■ Given data ■
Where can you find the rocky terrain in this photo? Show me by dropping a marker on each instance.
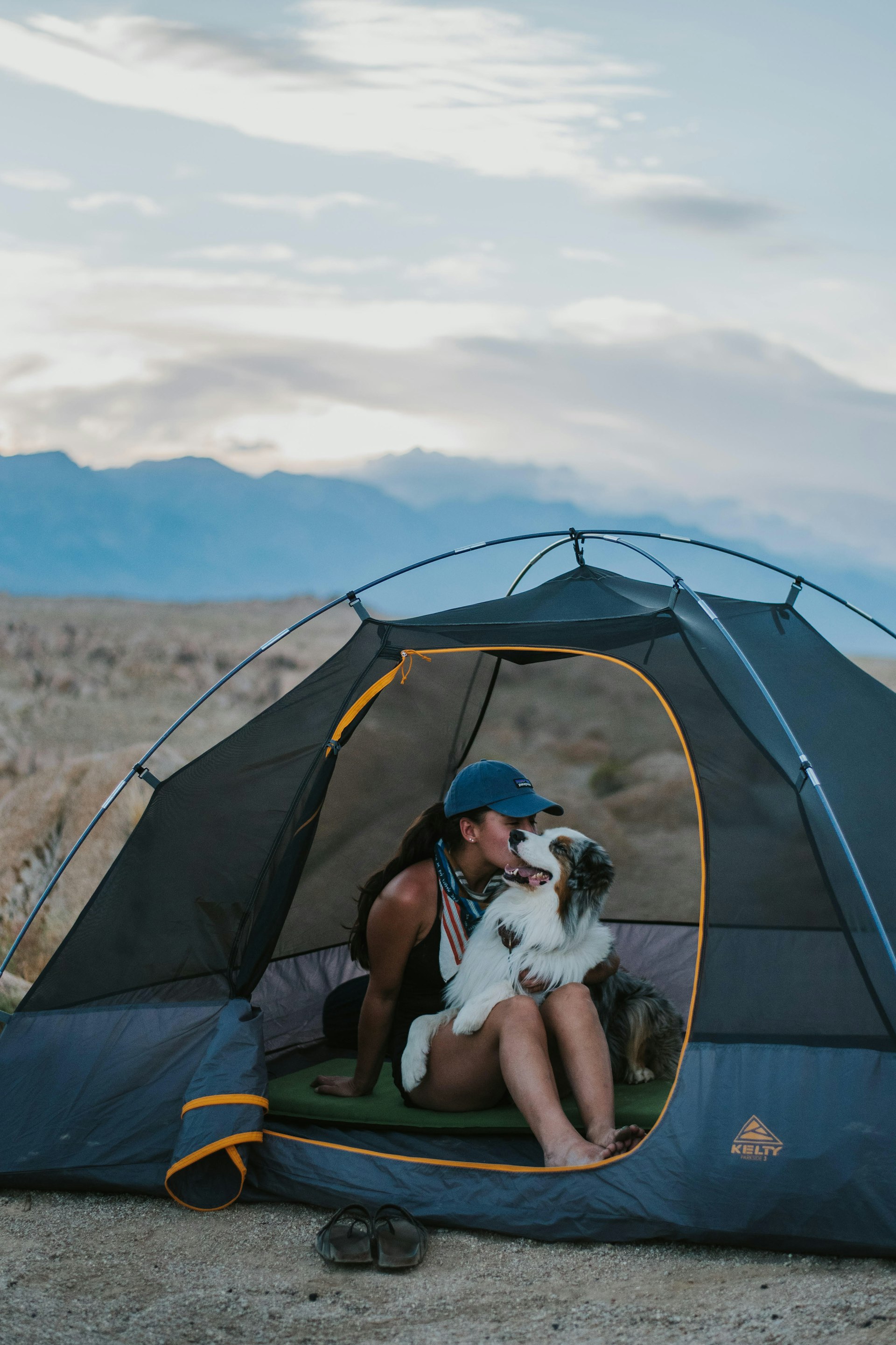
(88, 684)
(140, 1271)
(85, 687)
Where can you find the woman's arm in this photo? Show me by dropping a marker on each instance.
(403, 912)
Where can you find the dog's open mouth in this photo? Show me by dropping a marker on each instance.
(526, 876)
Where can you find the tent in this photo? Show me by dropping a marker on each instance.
(138, 1059)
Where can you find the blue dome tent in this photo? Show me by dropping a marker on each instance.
(138, 1059)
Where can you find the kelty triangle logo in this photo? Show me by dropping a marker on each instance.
(756, 1141)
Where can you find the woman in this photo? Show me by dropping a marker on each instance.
(447, 869)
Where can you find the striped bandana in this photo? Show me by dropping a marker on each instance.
(462, 911)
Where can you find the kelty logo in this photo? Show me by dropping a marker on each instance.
(756, 1141)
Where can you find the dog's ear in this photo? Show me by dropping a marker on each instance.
(592, 867)
(588, 873)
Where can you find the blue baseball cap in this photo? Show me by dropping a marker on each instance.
(494, 785)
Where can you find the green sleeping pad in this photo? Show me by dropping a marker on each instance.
(384, 1109)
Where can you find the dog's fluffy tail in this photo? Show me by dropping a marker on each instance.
(415, 1058)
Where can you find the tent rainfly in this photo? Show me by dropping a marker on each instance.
(138, 1059)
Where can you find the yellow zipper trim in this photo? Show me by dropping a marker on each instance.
(590, 654)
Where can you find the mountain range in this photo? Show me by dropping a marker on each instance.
(191, 529)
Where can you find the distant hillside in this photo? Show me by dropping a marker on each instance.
(191, 530)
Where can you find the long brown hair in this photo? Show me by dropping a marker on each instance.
(419, 842)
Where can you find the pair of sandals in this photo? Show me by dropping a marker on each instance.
(393, 1238)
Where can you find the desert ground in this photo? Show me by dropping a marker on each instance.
(143, 1271)
(85, 687)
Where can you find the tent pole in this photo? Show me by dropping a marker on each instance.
(798, 580)
(572, 536)
(351, 596)
(534, 561)
(805, 764)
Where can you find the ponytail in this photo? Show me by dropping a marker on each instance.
(419, 842)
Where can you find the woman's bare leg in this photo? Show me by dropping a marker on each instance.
(509, 1054)
(574, 1028)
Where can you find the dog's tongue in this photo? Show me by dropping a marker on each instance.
(525, 873)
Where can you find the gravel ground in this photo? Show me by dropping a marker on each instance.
(136, 1270)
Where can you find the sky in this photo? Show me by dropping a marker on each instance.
(650, 244)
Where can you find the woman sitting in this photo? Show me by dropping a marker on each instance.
(413, 920)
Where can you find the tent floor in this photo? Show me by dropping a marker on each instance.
(384, 1109)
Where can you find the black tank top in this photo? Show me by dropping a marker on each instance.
(420, 993)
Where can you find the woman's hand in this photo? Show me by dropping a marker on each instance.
(339, 1086)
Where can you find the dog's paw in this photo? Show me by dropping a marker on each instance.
(639, 1077)
(469, 1020)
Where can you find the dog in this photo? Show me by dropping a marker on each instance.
(644, 1030)
(546, 923)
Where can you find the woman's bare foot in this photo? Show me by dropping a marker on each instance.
(616, 1141)
(576, 1153)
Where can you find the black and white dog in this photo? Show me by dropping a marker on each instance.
(546, 923)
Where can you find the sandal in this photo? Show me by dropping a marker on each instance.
(348, 1238)
(401, 1240)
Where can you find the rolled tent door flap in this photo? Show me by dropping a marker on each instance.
(223, 1114)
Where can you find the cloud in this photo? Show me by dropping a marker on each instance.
(35, 179)
(473, 268)
(343, 266)
(307, 208)
(587, 255)
(243, 252)
(707, 210)
(613, 321)
(118, 364)
(476, 88)
(107, 199)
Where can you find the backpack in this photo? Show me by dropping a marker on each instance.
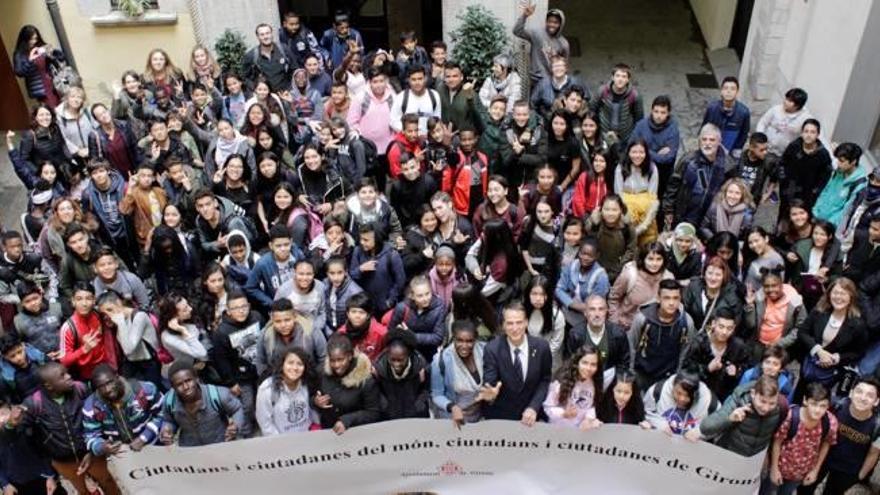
(214, 401)
(405, 102)
(795, 411)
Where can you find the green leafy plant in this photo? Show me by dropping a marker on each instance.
(230, 49)
(133, 8)
(479, 38)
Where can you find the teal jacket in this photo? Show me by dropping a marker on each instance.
(838, 193)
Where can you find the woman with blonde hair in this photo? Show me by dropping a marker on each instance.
(160, 72)
(731, 211)
(203, 67)
(833, 336)
(65, 211)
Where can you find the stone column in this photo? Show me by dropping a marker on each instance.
(760, 68)
(212, 17)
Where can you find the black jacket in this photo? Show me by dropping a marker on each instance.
(516, 394)
(849, 342)
(355, 396)
(728, 300)
(699, 355)
(233, 367)
(618, 345)
(408, 196)
(406, 397)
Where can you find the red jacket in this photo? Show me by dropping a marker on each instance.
(373, 342)
(457, 181)
(73, 356)
(588, 194)
(397, 146)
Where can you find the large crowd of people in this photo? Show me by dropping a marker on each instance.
(340, 235)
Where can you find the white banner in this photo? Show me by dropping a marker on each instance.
(423, 455)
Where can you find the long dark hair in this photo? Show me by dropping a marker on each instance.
(468, 303)
(498, 239)
(283, 215)
(635, 408)
(547, 311)
(626, 164)
(24, 38)
(568, 135)
(167, 308)
(568, 375)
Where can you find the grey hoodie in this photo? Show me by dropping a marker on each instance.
(543, 45)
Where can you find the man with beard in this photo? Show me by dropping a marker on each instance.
(696, 180)
(299, 39)
(197, 413)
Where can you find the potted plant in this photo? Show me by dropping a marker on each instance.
(230, 49)
(478, 39)
(132, 8)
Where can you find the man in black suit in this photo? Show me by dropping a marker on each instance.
(596, 330)
(516, 370)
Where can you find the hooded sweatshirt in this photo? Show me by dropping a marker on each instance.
(542, 43)
(240, 272)
(656, 347)
(838, 193)
(658, 136)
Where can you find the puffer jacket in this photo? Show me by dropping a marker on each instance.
(427, 325)
(28, 70)
(618, 114)
(138, 417)
(58, 427)
(748, 437)
(838, 193)
(354, 396)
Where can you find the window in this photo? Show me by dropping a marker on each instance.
(150, 4)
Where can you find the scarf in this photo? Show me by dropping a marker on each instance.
(729, 218)
(226, 147)
(463, 384)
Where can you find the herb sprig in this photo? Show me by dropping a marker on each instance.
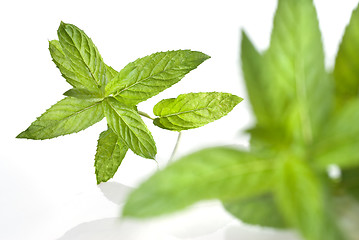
(100, 92)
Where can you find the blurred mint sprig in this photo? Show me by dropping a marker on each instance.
(306, 120)
(100, 91)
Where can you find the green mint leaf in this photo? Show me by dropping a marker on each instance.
(346, 71)
(83, 56)
(350, 182)
(63, 64)
(339, 140)
(193, 110)
(128, 125)
(67, 116)
(252, 67)
(222, 173)
(260, 210)
(110, 152)
(82, 94)
(148, 76)
(300, 198)
(299, 87)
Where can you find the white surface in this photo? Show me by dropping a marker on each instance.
(48, 188)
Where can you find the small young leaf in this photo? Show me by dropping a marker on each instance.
(148, 76)
(301, 200)
(340, 139)
(83, 56)
(128, 125)
(222, 173)
(346, 71)
(62, 63)
(260, 210)
(109, 155)
(193, 110)
(69, 115)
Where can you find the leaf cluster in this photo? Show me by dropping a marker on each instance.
(98, 91)
(306, 120)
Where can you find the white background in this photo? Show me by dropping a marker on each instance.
(48, 187)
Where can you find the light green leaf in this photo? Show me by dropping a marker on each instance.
(260, 210)
(83, 56)
(82, 94)
(69, 115)
(59, 58)
(128, 125)
(340, 139)
(109, 155)
(193, 110)
(346, 71)
(110, 73)
(222, 173)
(252, 67)
(148, 76)
(350, 182)
(298, 85)
(301, 199)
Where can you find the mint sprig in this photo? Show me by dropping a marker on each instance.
(100, 91)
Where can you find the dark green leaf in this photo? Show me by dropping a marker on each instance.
(109, 155)
(128, 125)
(260, 210)
(83, 56)
(62, 63)
(346, 71)
(222, 173)
(193, 110)
(301, 200)
(69, 115)
(148, 76)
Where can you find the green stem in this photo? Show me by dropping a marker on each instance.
(145, 115)
(176, 147)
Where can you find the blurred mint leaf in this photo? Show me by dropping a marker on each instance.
(63, 64)
(298, 85)
(260, 210)
(340, 139)
(201, 176)
(150, 75)
(193, 110)
(346, 70)
(70, 115)
(130, 128)
(110, 152)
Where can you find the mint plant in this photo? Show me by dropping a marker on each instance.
(306, 122)
(100, 91)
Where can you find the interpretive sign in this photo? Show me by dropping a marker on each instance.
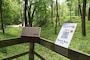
(31, 31)
(66, 34)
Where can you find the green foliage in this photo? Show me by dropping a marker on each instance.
(10, 11)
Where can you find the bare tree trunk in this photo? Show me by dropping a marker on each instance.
(31, 15)
(79, 7)
(83, 18)
(2, 24)
(25, 12)
(57, 17)
(52, 11)
(89, 13)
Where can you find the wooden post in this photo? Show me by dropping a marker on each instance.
(31, 52)
(83, 18)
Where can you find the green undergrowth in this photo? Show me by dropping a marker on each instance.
(79, 42)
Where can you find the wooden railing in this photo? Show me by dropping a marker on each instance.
(69, 53)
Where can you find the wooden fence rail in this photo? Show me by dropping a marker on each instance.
(69, 53)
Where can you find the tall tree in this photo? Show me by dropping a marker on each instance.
(57, 17)
(83, 18)
(89, 13)
(1, 14)
(52, 11)
(25, 12)
(31, 11)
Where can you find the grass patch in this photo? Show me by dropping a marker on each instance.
(78, 42)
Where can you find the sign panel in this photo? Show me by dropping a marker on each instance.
(66, 34)
(31, 31)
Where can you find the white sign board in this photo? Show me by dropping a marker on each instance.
(66, 34)
(31, 31)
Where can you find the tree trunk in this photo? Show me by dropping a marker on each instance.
(52, 11)
(57, 17)
(89, 13)
(79, 7)
(2, 24)
(83, 18)
(25, 12)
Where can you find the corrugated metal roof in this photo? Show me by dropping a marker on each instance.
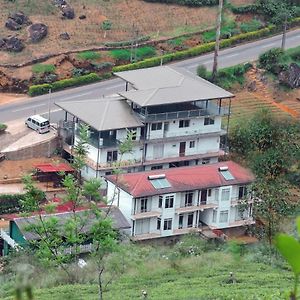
(119, 221)
(165, 85)
(182, 179)
(106, 113)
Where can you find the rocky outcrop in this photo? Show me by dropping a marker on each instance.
(17, 20)
(12, 44)
(291, 76)
(37, 32)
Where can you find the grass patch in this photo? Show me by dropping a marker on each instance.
(139, 53)
(88, 55)
(43, 68)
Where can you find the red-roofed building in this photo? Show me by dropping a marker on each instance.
(175, 201)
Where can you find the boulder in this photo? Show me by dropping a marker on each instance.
(13, 44)
(68, 11)
(64, 36)
(291, 76)
(12, 24)
(20, 18)
(37, 32)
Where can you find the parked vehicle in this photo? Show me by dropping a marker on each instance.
(38, 123)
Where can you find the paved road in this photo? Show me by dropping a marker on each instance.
(227, 57)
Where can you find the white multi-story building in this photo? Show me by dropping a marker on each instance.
(182, 200)
(176, 118)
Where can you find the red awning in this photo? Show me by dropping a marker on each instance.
(50, 168)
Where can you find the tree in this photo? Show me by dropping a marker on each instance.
(217, 45)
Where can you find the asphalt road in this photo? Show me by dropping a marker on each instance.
(228, 57)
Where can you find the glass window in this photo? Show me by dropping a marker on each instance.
(184, 123)
(188, 199)
(190, 220)
(167, 224)
(214, 220)
(209, 121)
(156, 126)
(180, 222)
(223, 216)
(144, 202)
(169, 201)
(225, 196)
(160, 201)
(158, 224)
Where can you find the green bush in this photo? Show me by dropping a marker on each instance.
(88, 55)
(39, 89)
(10, 203)
(271, 60)
(252, 25)
(43, 68)
(2, 127)
(127, 43)
(77, 81)
(187, 2)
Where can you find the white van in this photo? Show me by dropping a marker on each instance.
(38, 123)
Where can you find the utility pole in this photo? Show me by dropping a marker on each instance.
(217, 45)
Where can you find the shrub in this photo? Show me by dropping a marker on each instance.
(10, 203)
(252, 25)
(88, 55)
(2, 127)
(188, 2)
(39, 89)
(127, 43)
(43, 68)
(271, 60)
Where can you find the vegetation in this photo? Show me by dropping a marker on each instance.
(88, 55)
(3, 127)
(188, 2)
(43, 68)
(41, 89)
(191, 269)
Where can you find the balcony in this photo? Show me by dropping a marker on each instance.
(145, 215)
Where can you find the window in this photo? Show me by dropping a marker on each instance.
(158, 226)
(188, 199)
(168, 224)
(156, 167)
(169, 201)
(209, 121)
(112, 156)
(160, 201)
(184, 123)
(144, 202)
(192, 144)
(214, 220)
(223, 216)
(205, 161)
(180, 222)
(209, 192)
(190, 220)
(242, 192)
(156, 126)
(225, 195)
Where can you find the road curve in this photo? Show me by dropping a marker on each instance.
(227, 57)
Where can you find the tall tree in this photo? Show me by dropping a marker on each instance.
(217, 45)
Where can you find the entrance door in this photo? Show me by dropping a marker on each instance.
(182, 148)
(203, 196)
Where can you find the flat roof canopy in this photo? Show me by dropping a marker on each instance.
(165, 85)
(106, 113)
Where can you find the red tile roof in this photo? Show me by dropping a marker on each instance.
(182, 179)
(50, 168)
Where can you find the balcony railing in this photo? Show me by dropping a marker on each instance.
(211, 111)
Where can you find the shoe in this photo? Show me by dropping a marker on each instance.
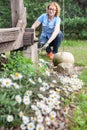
(50, 55)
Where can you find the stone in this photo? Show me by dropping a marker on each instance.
(63, 57)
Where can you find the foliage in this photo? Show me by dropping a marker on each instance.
(79, 118)
(78, 49)
(76, 28)
(74, 16)
(21, 80)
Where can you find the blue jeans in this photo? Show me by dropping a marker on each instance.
(55, 43)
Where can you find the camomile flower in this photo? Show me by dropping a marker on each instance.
(33, 119)
(18, 99)
(10, 118)
(25, 120)
(26, 100)
(6, 83)
(28, 93)
(47, 73)
(54, 81)
(21, 114)
(39, 119)
(40, 96)
(30, 126)
(16, 86)
(39, 127)
(31, 81)
(47, 120)
(23, 127)
(52, 114)
(16, 76)
(39, 80)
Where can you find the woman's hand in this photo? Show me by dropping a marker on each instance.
(45, 46)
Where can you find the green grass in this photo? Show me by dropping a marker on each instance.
(78, 49)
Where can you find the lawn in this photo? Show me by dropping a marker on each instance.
(38, 98)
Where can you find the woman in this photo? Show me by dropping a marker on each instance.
(51, 36)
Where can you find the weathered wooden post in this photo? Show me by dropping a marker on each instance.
(18, 36)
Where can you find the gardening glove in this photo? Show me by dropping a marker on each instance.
(36, 39)
(45, 46)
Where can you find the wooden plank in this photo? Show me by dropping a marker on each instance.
(9, 46)
(28, 38)
(17, 9)
(9, 34)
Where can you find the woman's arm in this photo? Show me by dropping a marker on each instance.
(54, 34)
(34, 26)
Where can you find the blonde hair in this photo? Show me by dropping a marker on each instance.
(57, 8)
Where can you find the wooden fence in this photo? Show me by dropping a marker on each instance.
(18, 36)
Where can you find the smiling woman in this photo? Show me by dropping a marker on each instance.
(51, 36)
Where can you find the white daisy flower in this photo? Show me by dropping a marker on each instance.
(6, 83)
(16, 76)
(21, 114)
(39, 119)
(39, 80)
(47, 120)
(26, 100)
(10, 118)
(31, 81)
(18, 98)
(28, 93)
(39, 127)
(30, 126)
(25, 120)
(16, 86)
(23, 127)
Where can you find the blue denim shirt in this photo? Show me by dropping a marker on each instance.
(47, 26)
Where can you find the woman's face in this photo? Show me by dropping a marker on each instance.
(51, 10)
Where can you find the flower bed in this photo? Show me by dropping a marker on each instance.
(34, 101)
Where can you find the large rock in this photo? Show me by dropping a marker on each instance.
(65, 68)
(63, 57)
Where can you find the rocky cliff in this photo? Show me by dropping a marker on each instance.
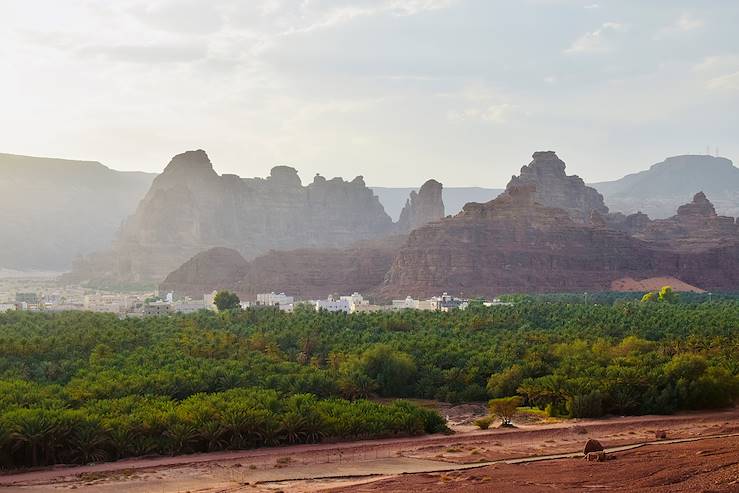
(422, 207)
(659, 190)
(554, 188)
(190, 208)
(696, 226)
(305, 273)
(514, 244)
(52, 210)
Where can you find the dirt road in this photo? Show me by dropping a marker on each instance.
(225, 471)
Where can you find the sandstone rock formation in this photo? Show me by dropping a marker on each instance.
(554, 188)
(512, 244)
(696, 226)
(423, 207)
(303, 273)
(515, 244)
(659, 190)
(190, 208)
(52, 210)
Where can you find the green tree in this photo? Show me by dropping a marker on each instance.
(226, 300)
(505, 408)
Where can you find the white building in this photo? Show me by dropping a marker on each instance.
(158, 308)
(209, 300)
(7, 307)
(408, 303)
(188, 306)
(272, 299)
(331, 304)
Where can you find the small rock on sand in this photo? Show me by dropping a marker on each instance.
(592, 446)
(599, 456)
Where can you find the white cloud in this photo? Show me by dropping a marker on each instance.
(728, 82)
(683, 24)
(597, 41)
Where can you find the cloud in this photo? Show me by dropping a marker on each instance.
(683, 24)
(728, 82)
(150, 53)
(721, 72)
(597, 41)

■ Task ■
Reproduce the rows word for word, starting at the very first one and ending at the line that contains "(415, 1058)", with both ends included. Leave out the pictures.

■ Full output ■
Where can you find the rocky terrain in this photo? Show me by dropping a marker on each instance.
(88, 684)
(140, 1271)
(85, 687)
Where can you find the woman's arm in this photo? Show me by dropping a marker on each instance.
(403, 912)
Where can you find the dog's open mouth in this photo? Show me by dropping a marker on each instance.
(526, 876)
Where can you find the tent in this photo? Show me by dropping a marker on each instance.
(138, 1059)
Where can you find the blue dome tent in this photo? Show me by dropping a marker on each instance.
(138, 1059)
Where can you find the kelty triangle logo in this photo? Show me by dropping a marker on each instance.
(756, 1141)
Where can you find the woman in this photo? Show me by dropping a marker on each instance.
(447, 869)
Where can you find the striped bandana in this photo? Show me by dropping a marker on each instance.
(462, 911)
Where can you find the kelty logo in this photo? Show me by dropping a marker on each instance.
(756, 1141)
Where can you find the dog's ear in this photo? Show me by dropping a marker on each instance.
(592, 867)
(588, 873)
Where can you find the blue baseball cap in this photo? Show me by dropping a marker on each instance.
(494, 785)
Where can you find the green sleeping pad in this photo? Show me by dropping a marker on each instance.
(384, 1109)
Where can you find the dog's fluffy tail in this photo? Show me by dropping a marker on each instance.
(415, 1058)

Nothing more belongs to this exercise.